**Goal**
Copy out every line in the records below that contains the word "elderly".

_ _ _

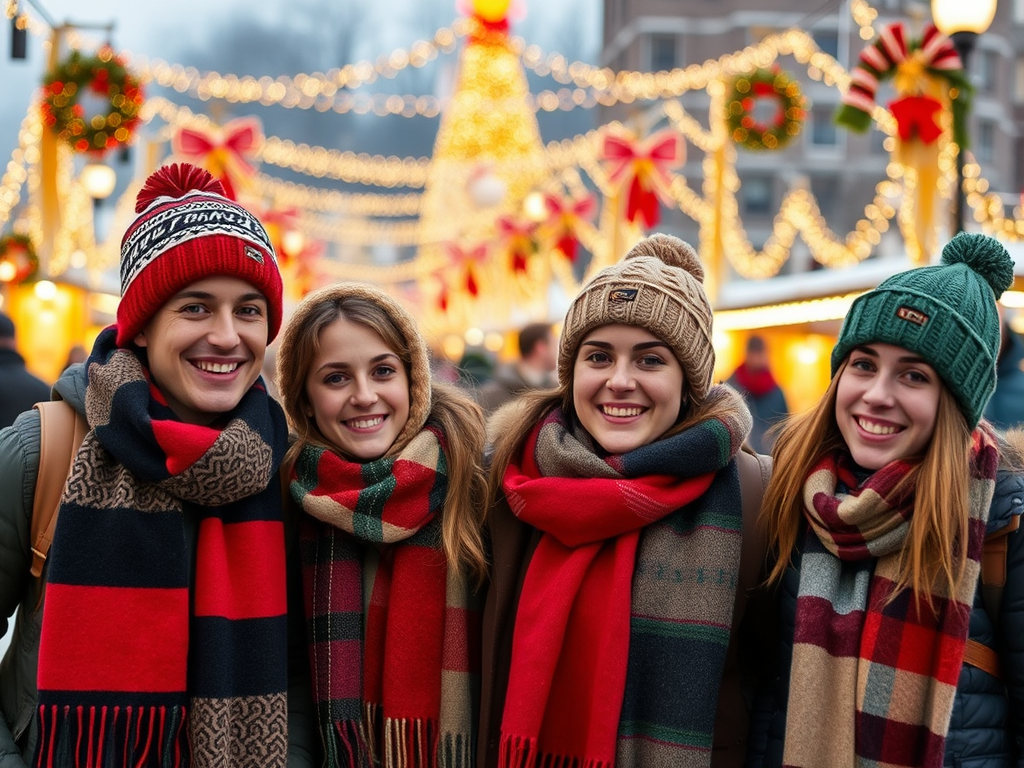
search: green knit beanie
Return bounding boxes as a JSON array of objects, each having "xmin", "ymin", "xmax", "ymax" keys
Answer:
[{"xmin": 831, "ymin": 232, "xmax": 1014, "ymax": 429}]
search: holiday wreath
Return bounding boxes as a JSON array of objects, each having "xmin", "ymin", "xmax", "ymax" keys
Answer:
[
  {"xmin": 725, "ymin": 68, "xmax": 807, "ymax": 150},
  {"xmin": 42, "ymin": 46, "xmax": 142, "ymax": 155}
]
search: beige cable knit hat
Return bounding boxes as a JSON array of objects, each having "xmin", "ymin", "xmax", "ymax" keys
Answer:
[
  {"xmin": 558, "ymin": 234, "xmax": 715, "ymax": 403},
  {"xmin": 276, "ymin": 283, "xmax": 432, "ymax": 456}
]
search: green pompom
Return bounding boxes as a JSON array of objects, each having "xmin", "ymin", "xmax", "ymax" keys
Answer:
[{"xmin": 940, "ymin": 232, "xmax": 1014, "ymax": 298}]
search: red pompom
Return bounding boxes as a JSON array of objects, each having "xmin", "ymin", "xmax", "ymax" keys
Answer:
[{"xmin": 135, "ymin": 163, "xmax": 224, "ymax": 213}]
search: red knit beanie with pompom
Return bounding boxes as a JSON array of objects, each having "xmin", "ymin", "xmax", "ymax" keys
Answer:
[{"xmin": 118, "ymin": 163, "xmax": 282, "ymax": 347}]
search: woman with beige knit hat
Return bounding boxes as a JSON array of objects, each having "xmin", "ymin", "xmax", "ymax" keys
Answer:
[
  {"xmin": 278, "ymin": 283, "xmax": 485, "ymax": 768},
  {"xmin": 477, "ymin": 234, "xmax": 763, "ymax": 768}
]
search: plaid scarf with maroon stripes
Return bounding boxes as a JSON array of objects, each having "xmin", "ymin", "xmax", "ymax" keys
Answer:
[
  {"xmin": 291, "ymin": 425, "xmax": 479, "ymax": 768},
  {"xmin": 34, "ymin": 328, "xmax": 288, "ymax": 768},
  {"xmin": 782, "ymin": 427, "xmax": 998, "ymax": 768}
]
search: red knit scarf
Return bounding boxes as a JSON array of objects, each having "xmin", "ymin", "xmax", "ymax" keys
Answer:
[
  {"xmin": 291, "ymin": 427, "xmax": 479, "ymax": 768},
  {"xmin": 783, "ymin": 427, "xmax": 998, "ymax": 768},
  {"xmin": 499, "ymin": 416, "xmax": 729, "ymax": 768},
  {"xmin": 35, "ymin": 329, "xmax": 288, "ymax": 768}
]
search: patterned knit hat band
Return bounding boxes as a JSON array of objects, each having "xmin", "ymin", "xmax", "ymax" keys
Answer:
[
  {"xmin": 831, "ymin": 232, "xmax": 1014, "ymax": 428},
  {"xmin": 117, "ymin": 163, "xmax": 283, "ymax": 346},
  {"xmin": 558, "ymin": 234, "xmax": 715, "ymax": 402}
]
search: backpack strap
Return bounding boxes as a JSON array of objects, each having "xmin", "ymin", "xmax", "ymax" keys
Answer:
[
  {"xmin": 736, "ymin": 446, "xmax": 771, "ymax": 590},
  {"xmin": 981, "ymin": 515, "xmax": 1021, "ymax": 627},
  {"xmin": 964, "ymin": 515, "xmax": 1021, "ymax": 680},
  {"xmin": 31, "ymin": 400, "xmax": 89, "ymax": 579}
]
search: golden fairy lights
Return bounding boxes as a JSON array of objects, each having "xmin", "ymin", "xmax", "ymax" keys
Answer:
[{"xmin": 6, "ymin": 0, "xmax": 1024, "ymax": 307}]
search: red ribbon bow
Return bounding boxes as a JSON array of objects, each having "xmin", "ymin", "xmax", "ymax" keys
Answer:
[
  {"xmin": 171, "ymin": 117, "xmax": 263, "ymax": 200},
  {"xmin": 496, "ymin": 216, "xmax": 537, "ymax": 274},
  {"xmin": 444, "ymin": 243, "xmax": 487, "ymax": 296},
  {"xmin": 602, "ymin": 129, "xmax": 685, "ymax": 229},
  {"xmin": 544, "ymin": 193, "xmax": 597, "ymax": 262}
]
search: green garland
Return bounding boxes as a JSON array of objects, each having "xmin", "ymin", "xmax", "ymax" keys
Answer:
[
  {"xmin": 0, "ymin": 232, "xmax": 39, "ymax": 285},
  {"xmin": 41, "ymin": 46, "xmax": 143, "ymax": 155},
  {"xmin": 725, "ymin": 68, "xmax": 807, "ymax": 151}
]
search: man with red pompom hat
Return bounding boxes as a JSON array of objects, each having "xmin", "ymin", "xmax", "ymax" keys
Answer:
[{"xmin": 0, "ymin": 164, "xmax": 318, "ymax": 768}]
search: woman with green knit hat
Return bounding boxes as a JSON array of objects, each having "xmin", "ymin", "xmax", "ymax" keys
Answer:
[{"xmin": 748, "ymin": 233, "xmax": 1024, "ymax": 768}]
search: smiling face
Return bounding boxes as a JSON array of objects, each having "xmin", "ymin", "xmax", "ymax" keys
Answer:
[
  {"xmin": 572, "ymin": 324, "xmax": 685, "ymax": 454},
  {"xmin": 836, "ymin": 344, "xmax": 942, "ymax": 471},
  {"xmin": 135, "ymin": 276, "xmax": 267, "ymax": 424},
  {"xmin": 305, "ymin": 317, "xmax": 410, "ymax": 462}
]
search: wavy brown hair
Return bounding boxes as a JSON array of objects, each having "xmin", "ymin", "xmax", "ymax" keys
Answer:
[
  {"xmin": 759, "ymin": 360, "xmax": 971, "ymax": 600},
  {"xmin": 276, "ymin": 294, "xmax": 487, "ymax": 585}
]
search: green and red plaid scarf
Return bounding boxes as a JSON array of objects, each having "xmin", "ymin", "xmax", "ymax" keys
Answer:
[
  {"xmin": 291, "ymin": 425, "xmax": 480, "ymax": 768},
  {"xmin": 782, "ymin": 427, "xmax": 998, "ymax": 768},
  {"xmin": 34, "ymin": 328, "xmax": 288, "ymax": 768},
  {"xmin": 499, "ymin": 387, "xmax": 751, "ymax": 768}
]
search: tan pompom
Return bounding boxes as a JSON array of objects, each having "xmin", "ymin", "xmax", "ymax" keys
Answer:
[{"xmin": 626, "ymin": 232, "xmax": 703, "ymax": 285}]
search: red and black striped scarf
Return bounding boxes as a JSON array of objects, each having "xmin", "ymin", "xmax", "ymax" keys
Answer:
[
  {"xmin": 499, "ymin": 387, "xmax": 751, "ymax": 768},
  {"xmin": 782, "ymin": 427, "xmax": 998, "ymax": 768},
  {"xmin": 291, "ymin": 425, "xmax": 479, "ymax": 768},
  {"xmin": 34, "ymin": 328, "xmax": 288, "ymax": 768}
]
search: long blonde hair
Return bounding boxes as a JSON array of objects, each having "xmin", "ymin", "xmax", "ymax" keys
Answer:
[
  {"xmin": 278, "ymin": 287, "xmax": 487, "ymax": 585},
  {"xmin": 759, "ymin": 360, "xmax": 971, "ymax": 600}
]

_ _ _

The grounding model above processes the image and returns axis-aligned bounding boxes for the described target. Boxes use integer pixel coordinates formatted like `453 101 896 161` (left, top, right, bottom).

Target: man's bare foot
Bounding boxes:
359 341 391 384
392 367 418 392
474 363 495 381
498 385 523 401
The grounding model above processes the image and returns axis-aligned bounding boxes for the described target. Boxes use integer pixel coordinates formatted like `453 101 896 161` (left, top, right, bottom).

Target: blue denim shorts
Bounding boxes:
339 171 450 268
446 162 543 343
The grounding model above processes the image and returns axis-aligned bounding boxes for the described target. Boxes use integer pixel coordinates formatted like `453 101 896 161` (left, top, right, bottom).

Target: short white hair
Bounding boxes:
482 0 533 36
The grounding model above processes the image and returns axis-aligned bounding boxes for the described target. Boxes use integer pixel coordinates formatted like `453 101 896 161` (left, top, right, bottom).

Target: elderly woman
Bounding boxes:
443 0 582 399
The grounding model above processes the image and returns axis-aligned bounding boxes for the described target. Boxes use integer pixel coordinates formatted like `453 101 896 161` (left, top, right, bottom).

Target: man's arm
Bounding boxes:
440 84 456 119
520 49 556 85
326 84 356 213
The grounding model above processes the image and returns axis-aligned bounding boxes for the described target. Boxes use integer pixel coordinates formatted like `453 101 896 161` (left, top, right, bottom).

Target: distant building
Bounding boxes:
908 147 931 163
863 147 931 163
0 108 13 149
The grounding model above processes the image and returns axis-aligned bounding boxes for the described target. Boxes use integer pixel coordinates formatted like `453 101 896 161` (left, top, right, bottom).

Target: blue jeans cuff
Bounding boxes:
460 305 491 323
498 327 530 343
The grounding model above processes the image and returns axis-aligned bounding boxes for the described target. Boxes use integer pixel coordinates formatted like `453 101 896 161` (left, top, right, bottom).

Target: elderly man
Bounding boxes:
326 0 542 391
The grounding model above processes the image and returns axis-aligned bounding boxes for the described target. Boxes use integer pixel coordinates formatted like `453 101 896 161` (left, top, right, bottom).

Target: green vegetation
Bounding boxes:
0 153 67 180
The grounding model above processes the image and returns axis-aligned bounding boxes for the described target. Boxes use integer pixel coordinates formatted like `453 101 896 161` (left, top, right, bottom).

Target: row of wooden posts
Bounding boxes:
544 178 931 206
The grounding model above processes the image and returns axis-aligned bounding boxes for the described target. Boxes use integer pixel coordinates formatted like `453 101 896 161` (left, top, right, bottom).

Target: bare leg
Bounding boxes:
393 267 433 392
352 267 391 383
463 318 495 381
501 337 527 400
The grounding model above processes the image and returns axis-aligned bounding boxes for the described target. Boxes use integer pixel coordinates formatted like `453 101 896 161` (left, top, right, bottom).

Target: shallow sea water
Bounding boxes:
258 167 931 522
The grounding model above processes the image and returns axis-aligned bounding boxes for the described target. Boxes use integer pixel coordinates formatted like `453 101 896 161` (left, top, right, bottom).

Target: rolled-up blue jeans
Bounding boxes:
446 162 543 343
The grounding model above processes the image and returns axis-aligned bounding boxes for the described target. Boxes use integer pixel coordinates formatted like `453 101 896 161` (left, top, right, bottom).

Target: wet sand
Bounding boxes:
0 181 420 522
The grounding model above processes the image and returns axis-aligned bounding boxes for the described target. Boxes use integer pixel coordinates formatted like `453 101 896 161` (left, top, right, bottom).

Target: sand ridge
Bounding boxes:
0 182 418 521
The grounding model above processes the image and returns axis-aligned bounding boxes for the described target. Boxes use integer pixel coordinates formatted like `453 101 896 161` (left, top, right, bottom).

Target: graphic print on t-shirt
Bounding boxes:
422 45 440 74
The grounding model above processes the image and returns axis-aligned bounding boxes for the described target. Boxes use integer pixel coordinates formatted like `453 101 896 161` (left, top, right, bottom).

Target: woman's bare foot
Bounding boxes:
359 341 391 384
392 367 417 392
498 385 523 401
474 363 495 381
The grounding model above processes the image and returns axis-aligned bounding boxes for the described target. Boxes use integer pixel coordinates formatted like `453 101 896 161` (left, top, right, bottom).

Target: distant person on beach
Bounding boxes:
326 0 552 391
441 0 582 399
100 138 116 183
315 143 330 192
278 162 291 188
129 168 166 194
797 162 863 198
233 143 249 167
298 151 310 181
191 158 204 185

_ _ _

**Result for this task**
Target: elderly woman
Target: elderly man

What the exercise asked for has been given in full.